▶ Aim:
Find each line in the listing below that contains the string "wall" and copy those lines out.

▶ Supplied records:
____________________
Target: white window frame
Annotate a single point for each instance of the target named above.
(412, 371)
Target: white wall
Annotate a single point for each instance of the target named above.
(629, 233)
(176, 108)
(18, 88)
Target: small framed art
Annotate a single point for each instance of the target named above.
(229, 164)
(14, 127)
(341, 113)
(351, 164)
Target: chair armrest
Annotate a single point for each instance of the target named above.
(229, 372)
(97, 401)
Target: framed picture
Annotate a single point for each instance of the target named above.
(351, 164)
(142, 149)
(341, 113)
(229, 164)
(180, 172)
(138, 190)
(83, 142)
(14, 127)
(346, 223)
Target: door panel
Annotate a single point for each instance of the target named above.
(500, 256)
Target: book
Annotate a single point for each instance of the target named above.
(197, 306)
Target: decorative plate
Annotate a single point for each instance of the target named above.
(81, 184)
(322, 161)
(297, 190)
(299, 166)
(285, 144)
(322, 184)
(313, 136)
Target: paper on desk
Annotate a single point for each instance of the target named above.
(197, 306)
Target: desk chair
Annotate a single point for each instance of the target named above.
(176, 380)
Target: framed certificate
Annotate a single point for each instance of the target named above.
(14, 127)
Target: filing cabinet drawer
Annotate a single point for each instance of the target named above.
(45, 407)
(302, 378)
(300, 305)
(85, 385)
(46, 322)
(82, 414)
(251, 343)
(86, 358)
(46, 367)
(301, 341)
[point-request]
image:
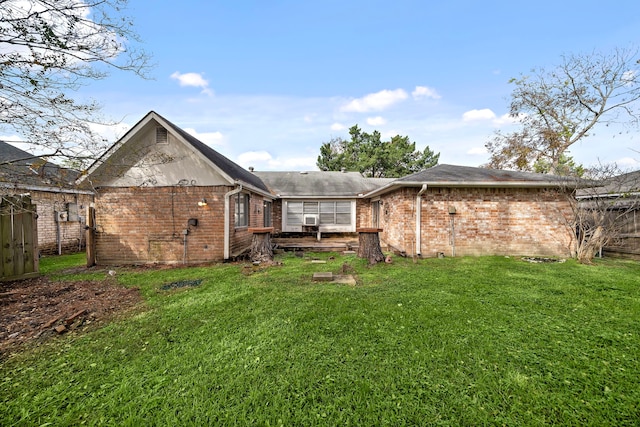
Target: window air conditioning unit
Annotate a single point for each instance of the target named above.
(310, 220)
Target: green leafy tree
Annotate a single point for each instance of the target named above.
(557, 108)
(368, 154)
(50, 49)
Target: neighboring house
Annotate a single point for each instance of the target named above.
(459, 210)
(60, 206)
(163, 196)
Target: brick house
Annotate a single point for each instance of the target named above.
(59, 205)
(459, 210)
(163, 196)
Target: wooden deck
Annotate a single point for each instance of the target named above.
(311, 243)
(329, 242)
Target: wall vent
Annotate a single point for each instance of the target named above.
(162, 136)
____________________
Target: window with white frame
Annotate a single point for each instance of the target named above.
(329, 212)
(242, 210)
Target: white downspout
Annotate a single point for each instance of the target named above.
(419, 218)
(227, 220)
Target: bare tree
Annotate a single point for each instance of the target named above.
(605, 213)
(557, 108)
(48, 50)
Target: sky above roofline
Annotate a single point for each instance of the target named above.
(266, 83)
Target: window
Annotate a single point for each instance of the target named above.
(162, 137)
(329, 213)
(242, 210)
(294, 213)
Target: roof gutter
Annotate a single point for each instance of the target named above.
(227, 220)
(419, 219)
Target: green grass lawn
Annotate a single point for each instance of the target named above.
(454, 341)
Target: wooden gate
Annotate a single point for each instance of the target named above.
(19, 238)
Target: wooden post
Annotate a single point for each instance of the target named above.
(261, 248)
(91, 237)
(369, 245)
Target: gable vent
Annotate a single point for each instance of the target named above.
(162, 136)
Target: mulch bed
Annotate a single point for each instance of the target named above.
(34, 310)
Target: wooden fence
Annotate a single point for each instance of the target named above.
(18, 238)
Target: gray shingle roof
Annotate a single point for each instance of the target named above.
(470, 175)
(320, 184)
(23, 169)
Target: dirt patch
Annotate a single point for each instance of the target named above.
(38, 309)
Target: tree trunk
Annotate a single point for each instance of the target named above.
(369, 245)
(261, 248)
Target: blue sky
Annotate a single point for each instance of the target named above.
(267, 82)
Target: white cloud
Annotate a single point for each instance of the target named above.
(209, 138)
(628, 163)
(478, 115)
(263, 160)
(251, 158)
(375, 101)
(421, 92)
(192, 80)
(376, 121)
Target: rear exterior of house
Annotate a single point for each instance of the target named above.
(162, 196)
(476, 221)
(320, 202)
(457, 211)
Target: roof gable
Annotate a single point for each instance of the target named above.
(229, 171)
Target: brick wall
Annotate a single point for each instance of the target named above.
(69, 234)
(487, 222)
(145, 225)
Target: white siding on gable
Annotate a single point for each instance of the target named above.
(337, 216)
____________________
▶ Solution:
Target: white wall
Target: wall vent
Target: brick wall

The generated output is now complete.